Requisitos das tarefas ::
(1) Segundo o excerto, quantos euros pediu Daniela na campanha de crowdfunding?
(2) No excerto, reescreva o trecho de "A campanha na" até "euros, recebeu 1.514.", trocando "redes sociais" por "plataformas online".

A então estudante universitária sobreviveu. Esteve em coma, ficou parcialmente cega, sequela que ainda persiste; durante quase um ano, esteve sem falar e sem conseguir andar. Teve de aprender a refazer tudo. Mesmo assim, Daniela hoje tem coragem para afirmar: “o AVC não foi todo mau. Houve coisas muito más, obviamente, mas olhando para trás, foi como nascer novamente. Aprender a andar, escrever, falar. Foi uma experiência muito, muito poderosa.”

Há 13 anos, a carreira artística de Daniela acabou antes de ter arrancado. A vontade de estudar não. Após a “fatalidade” que foi o AVC, inscreveu-se no mestrado de Teatro, na mesma faculdade que antes frequentara, mas não o completou; deixou 36 créditos por fazer. Já em 2016, quis voltar aos estudos, à revelia da família. Os pais, “que já têm uma certa idade”, não compreenderam o porquê. “A minha mãe não conseguia perceber porque é que queria terminar o mestrado numa área que não me ia dar futuro”, explica.

Na época, Daniela sobrevivia com pouco mais de 400 euros mensais: 200 euros vindos de umas aulas que dava, “uma situação muito precária”, e 230 da pensão de invalidez. “Dava para pagar o quarto e comer”; estudar trazia “uma data de custos associados” que não conseguia suportar. “Estava a bater-me com algumas dificuldades financeiras, já não sabia se conseguia pagar a propina. Se só tivesse 30 créditos por fazer pagava menos, acho que era metade. Como eram 36, tinha de pagar a propina toda que era mil e qualquer coisa euros”, conta.

O orientador de tese, Guilherme Mendonça, deu-lhe uma ideia: e se criasse uma campanha de crowdfunding? O próprio já havia recorrido, no passado, a essa estratégia, para publicar um livro. Daniela confessa que “tinha total desconhecimento do que isso era”. Mas tinha um mês para conseguir o dinheiro para pagar a tese de mestrado, cujo tema autobiográfico já havia escolhido: “Aplicabilidade de técnicas do treino do ator na recuperação de sequelas de AVC”.

Sentiu-se “exposta”, mas avançou. “Foi a primeira vez que eu disse: eu tenho isto, quero fazer isto, mas preciso de ajuda. O povo português é muito orgulhoso, e falo por mim obviamente, e eu estava a ter muita exposição sobre a minha condição”, conta.

A campanha na plataforma PPL foi divulgada nas redes sociais – e assim ganhou lastro. Amigos, antigos professores contribuíram. “Muitas pessoas eram colegas, que eu não conhecia pessoalmente. Depois, tive grandes contribuições de anónimos. As maiores contribuições foram assim”, recorda. Daniela tinha pedido 1.210 euros, recebeu 1.514.

Excerto da fonte ::

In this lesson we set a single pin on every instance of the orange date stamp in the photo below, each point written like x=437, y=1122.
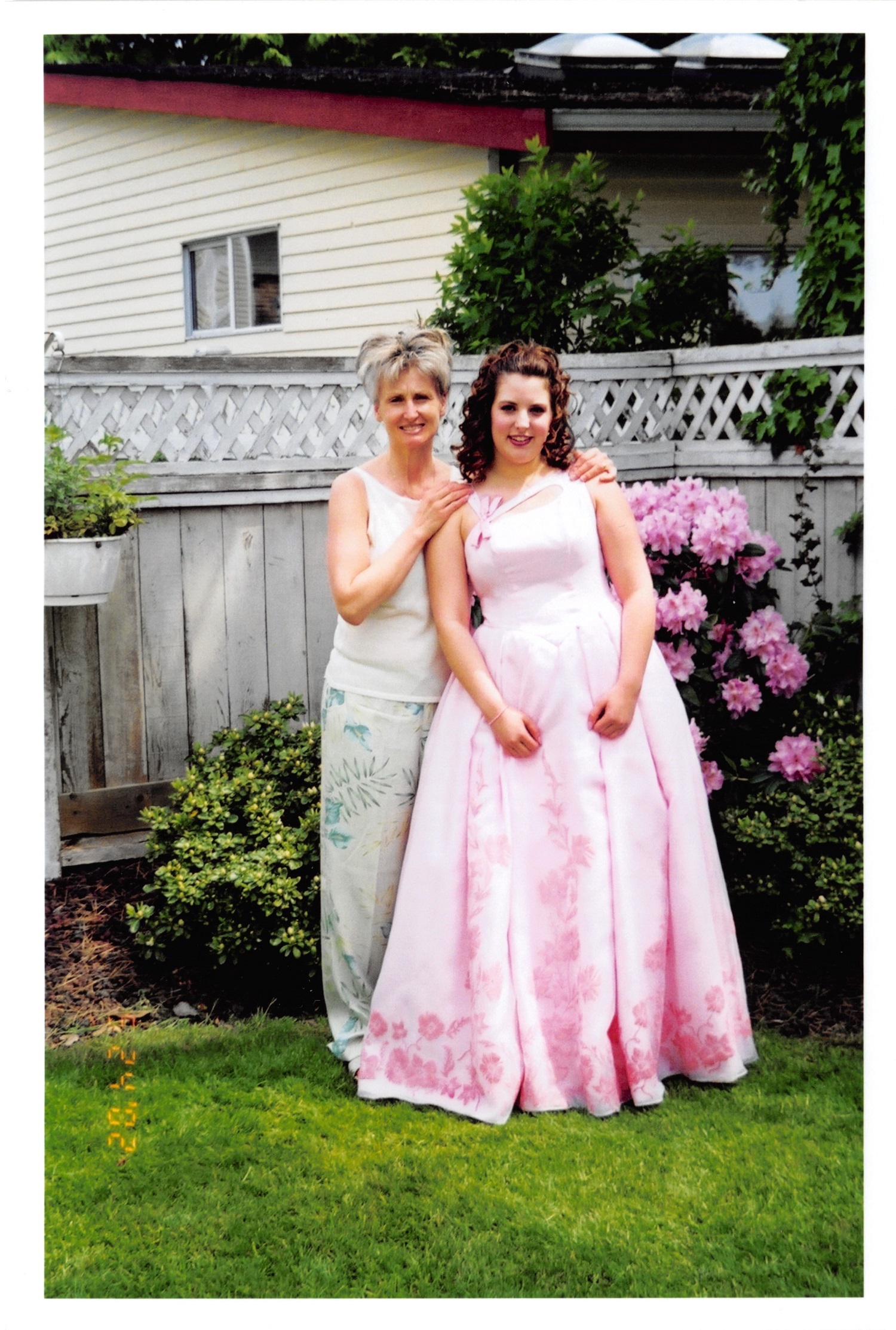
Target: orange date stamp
x=122, y=1113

Respostas das tarefas ::
(1) Daniela pediu 1.210 euros.

(2)
A campanha na plataforma PPL foi divulgada nas plataformas online – e assim ganhou lastro. Amigos, antigos professores contribuíram. “Muitas pessoas eram colegas, que eu não conhecia pessoalmente. Depois, tive grandes contribuições de anónimos. As maiores contribuições foram assim”, recorda. Daniela tinha pedido 1.210 euros, recebeu 1.514.